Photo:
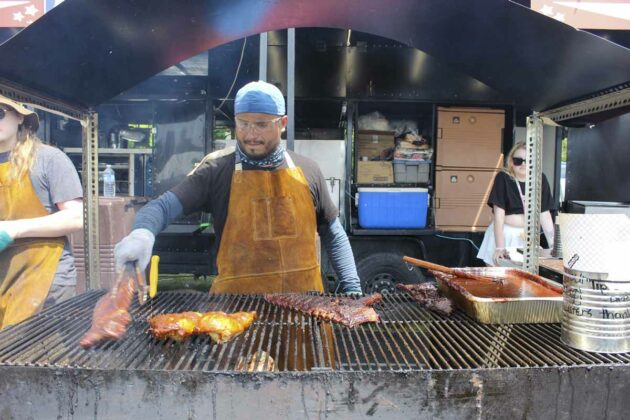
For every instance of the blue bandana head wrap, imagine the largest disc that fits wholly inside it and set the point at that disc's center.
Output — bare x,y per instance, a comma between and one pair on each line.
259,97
--
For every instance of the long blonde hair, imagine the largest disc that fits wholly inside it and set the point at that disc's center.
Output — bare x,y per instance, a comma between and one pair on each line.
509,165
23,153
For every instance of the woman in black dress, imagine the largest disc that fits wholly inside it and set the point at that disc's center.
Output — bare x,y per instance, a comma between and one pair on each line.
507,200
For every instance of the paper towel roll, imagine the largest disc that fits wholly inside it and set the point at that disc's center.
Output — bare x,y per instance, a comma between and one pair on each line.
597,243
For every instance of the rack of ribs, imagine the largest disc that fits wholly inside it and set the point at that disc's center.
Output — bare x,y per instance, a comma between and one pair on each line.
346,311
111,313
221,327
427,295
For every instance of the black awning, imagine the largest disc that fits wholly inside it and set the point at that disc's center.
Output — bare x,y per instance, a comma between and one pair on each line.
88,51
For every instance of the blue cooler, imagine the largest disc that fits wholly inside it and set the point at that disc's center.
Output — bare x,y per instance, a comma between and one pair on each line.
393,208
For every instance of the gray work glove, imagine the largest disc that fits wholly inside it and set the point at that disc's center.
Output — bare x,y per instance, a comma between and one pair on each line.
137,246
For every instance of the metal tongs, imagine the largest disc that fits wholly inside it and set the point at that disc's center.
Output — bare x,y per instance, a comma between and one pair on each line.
--
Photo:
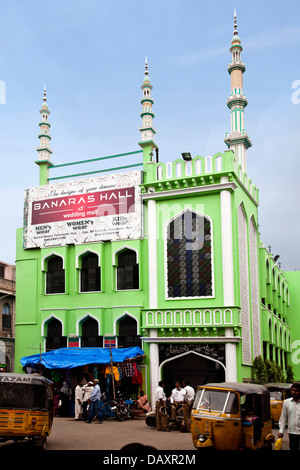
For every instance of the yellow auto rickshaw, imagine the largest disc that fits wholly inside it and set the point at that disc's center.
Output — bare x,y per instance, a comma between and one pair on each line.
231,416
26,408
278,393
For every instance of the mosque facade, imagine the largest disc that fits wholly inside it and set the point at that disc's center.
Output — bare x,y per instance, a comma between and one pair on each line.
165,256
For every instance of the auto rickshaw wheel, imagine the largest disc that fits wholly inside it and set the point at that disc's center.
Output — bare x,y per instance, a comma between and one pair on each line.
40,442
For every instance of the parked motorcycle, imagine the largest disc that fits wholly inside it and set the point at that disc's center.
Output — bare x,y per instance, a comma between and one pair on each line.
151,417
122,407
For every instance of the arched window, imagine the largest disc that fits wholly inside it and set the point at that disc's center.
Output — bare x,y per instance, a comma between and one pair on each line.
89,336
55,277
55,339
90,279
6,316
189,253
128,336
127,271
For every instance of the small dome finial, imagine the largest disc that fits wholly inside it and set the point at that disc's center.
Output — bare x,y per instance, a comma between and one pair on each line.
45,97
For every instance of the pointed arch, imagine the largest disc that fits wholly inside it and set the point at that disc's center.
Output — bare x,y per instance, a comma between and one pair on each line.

- _Exercise instructions_:
Scan the material and collect every line that contains "black".

- _Answer for this exercise_:
For every instance of the woman in black dress, imagine the largest disc that fits wholly inside it and set the point at that disc's center.
For every instance of the black awning, imagine the largest disc that fits wholly inside it and set the point at that disc's center.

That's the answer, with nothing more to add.